Fragmento del documento:
Y si no escribieron mucho tal vez se debió a una falta de motivación.

Esa es una de las pocas cosas que William Burroughs ve con claridad: la cuestión está en la motivación. Escribe en Yonqui: “Uno se hace adicto a los narcóticos porque carece de motivaciones fuertes que lo lleven en cualquier otra dirección. La droga llena un vacío. Yo empecé por pura curiosidad. Luego empecé a pincharme cada vez que me apetecía, terminé colgado”. Burroughs solo encuentra motivación en las drogas, puro deseo. También en Yonqui recuerda que el deseo fue la primera motivación: “Cuando sea mayor, fumaré opio”. Y luego continúa explicando cómo la droga marca los tiempos: el frío, el calor, la pausa… 

En la introducción de la edición por el 25 aniversario de Queer, Oliver Harris escribe que si Yonqui es una novela sobre la adicción, Queer lo es sobre el síndrome de abstinencia. Dice Harris que Burroughs concibe las dos novelas como una continuación, capítulos consecutivos de la vida. Recuerda una carta en la que cuenta a Kerouac que está escribiendo la segunda parte de Yonqui y que la diferencia entre ambas es que la primera fue escrita bajo los efectos de la heroína, la segunda no. Según Harris eso explica el estilo frío, objetivo y distante de Yonqui: el sujeto que se mira a sí mismo desdoblado, en la distancia, desde el exterior. Joan Vollmer, su mujer, le recrimina que cuando está colgado deja de estar.

Instrucciones de trabajo:
a - Enumera, por favor, todas las personas que el fragmento sobre Burroughs menciona por su nombre.
b - Extrae del fragmento sobre Burroughs el texto que va desde "En la introducción" hasta "deja de estar.".
Las líneas no tienen relación con el fragmento sobre Burroughs.

Datos del ejercicio:
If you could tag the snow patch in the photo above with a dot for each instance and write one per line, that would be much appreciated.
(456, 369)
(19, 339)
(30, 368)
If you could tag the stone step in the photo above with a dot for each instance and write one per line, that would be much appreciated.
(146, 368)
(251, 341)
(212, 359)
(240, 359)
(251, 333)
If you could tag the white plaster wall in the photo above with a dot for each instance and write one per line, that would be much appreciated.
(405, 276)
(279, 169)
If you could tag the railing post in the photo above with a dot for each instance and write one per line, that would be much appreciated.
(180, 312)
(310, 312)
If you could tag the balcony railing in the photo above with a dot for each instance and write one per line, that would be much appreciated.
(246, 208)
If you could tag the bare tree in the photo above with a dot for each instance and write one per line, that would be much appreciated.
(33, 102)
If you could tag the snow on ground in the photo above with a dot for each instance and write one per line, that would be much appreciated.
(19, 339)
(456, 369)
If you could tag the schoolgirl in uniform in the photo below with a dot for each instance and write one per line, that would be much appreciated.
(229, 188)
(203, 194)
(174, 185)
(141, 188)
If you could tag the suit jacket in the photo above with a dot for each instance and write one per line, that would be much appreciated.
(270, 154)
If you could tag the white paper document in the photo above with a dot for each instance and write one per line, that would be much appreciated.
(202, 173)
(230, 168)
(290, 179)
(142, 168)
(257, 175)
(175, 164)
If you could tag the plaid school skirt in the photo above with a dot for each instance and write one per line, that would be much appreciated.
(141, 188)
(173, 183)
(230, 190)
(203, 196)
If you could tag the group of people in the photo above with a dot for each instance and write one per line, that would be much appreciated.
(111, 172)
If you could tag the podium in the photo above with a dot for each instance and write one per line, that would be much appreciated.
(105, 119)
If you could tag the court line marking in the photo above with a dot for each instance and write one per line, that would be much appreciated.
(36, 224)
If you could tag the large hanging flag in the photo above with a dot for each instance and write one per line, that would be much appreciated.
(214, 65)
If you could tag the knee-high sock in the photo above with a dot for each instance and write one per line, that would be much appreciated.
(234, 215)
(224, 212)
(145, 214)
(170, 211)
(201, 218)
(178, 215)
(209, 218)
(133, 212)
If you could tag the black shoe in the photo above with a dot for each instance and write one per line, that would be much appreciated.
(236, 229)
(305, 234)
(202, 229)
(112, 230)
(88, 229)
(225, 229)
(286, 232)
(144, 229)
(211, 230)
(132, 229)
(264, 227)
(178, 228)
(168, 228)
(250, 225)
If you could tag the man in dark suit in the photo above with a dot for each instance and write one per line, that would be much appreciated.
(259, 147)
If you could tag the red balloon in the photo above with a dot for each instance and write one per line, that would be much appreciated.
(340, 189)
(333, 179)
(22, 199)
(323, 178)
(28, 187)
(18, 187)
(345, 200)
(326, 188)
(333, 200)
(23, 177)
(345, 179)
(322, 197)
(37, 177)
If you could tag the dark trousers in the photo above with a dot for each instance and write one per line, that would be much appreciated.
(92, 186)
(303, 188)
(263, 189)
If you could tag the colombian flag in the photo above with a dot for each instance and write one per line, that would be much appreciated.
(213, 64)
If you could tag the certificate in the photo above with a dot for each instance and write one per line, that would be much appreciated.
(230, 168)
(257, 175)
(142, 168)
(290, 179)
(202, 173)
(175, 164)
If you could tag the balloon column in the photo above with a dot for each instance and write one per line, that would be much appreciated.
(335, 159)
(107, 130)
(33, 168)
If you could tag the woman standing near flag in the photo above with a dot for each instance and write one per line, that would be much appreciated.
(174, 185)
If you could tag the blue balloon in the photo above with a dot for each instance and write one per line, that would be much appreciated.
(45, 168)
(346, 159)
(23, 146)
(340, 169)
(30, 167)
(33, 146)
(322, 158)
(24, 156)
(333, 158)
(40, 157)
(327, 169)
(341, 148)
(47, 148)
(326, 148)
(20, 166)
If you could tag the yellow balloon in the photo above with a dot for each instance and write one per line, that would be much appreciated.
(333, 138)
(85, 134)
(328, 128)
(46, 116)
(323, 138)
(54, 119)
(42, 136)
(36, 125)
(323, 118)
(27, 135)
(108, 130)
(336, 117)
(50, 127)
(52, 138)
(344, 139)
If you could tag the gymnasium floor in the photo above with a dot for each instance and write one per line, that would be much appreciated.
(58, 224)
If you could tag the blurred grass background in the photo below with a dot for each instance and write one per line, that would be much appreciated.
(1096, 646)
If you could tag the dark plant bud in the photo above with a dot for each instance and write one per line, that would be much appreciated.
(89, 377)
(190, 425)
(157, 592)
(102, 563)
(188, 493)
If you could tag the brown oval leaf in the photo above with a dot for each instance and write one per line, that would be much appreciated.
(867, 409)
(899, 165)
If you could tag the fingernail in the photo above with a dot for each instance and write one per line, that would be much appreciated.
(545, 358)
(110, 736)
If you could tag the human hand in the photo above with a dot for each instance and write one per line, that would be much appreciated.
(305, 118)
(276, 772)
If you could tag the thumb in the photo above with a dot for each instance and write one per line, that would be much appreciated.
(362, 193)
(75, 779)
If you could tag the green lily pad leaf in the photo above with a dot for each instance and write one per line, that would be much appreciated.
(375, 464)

Respuestas del ejercicio:
a - William Burroughs, Oliver Harris, Kerouac, Joan Vollmer

b -
En la introducción de la edición por el 25 aniversario de Queer, Oliver Harris escribe que si Yonqui es una novela sobre la adicción, Queer lo es sobre el síndrome de abstinencia. Dice Harris que Burroughs concibe las dos novelas como una continuación, capítulos consecutivos de la vida. Recuerda una carta en la que cuenta a Kerouac que está escribiendo la segunda parte de Yonqui y que la diferencia entre ambas es que la primera fue escrita bajo los efectos de la heroína, la segunda no. Según Harris eso explica el estilo frío, objetivo y distante de Yonqui: el sujeto que se mira a sí mismo desdoblado, en la distancia, desde el exterior. Joan Vollmer, su mujer, le recrimina que cuando está colgado deja de estar.